All of the entries need to be copied character for character.

START DATA RECORDS

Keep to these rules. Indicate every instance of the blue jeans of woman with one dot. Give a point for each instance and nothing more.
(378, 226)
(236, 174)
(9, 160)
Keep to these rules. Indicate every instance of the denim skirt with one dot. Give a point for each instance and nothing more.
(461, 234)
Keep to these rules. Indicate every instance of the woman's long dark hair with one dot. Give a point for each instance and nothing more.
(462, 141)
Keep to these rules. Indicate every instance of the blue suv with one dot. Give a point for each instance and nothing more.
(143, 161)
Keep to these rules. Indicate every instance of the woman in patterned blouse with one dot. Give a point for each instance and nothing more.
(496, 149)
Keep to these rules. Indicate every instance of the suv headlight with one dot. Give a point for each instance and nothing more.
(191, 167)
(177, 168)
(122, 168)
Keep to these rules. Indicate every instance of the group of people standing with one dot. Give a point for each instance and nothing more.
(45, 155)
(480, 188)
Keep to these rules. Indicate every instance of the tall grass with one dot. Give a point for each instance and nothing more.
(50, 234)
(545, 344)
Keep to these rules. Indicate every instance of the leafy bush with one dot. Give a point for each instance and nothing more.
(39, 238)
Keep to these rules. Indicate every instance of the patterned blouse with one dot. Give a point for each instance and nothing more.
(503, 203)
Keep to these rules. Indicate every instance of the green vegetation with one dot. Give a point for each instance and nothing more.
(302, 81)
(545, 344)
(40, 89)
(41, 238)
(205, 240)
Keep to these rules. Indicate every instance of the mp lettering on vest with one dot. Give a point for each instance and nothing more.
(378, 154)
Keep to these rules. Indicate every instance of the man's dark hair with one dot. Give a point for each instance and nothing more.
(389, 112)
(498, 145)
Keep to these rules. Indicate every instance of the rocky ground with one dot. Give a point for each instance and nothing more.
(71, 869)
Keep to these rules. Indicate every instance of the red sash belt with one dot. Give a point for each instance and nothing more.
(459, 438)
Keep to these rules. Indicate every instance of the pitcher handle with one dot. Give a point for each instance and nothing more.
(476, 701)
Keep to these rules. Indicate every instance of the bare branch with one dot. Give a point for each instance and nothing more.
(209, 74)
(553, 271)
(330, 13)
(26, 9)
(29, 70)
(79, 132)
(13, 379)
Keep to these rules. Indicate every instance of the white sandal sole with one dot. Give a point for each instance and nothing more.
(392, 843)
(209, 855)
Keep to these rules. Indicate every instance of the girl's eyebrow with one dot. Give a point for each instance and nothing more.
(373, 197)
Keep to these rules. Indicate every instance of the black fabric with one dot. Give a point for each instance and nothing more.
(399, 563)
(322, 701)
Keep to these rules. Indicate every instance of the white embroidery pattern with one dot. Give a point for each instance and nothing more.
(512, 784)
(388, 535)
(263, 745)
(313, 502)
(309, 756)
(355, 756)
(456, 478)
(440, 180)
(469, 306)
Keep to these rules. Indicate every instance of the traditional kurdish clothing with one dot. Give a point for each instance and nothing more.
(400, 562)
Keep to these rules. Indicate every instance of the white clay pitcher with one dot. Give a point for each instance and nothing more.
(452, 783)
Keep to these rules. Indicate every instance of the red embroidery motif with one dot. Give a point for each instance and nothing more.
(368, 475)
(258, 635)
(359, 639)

END DATA RECORDS

## RESPONSE FOR THIS EXERCISE:
Keep to these rules. Indicate every instance of the blue jeans of woman with one dot. Give a point for each instance and nothing more.
(378, 226)
(236, 174)
(9, 160)
Keep to these rules. Indicate every instance of the denim skirt with one dot. Give a point for each instance and nothing more.
(461, 234)
Keep to these rules. Indicate every instance of the woman's long dark hair with one dot. Give a point for each instance and nothing more.
(462, 141)
Keep to these rules. Indicate every instance of the blue suv with one dot. Give a point for each instance and nothing more.
(143, 161)
Keep to these rules. Indicate every instance of the woman in patterned blouse with one dot. Give a point for each instance and nothing more.
(496, 149)
Keep to these rules. Indicate every instance of the suv headlight with one dot. Give a point for each instance and nothing more.
(191, 167)
(177, 168)
(122, 168)
Keep to these rules. Indicate every instance of the group of people standing with one dot. Give a point for each instance and nothing more.
(45, 155)
(480, 188)
Keep to these rules. Indicate every instance of the tall grass with one dot. Give a point for each instance and nothing more.
(50, 234)
(545, 344)
Keep to these rules. Indicate every instance of the leafy bush with one dot. Give a point for each instance and nothing more.
(39, 238)
Keep to these rules. Indicate every instance of the patterned blouse with one dot. Give a point for each instance and nothing more.
(503, 203)
Keep to these rules. Indicate every instance of the green vegetation with one dot. Give a point for each instance and nothing more.
(302, 81)
(545, 344)
(40, 89)
(41, 238)
(205, 240)
Keep to these rules. Indicate every instance of the mp lettering on vest with one dot. Give a point for each instance and nothing more.
(378, 154)
Keep to these rules. Indicate every instance of the man's dark hair with one dot. Give a point for each instance and nothing more.
(389, 112)
(498, 145)
Keep to these rules. Indicate every instance of the rocky ground with one dot. Give a point for each instance and nothing more.
(71, 869)
Keep to these rules. Indicate every instance of the red sash belt with one dot. Give a point for each instance and nothing more.
(459, 438)
Keep to these rules. Indicate every instance of the pitcher handle with one dot. Give a point for each instance and nothing more.
(476, 701)
Keep to these rules. Indicate every instance of the bare branch with one dot. Give a point for each instance and nothing more.
(209, 74)
(553, 271)
(330, 13)
(26, 9)
(29, 70)
(79, 132)
(13, 379)
Keep to these rules. Indicate every instance of the white sandal sole with one dot. Give a point for each instance and nothing more.
(392, 843)
(209, 855)
Keep to these rules. Indicate every instance of the girl's eyebrow with one dot. Give a point for each instance and nothing more.
(373, 197)
Keep to these rules. Indicate every instance of the black fabric with one dot. Give a point for each instance and nothing more.
(399, 563)
(322, 701)
Keep to these rules. Indicate every instance of the white embroidery pattern with one dot. Give a point for each instance and nothing more.
(512, 784)
(388, 535)
(263, 745)
(313, 502)
(309, 756)
(355, 756)
(456, 478)
(440, 180)
(469, 306)
Keep to these rules. Indicate every instance of the traditional kurdish clothing with one dot. Give a point for each instance and nothing more.
(400, 562)
Keep to these rules. Indicate every instance of the white clay pitcher with one dot. Give a point for each instance and nothing more.
(452, 783)
Keep to these rules. Indicate every instance of the red embroidery motif with one dot. Give a point for each instance and nothing more.
(368, 475)
(258, 635)
(359, 639)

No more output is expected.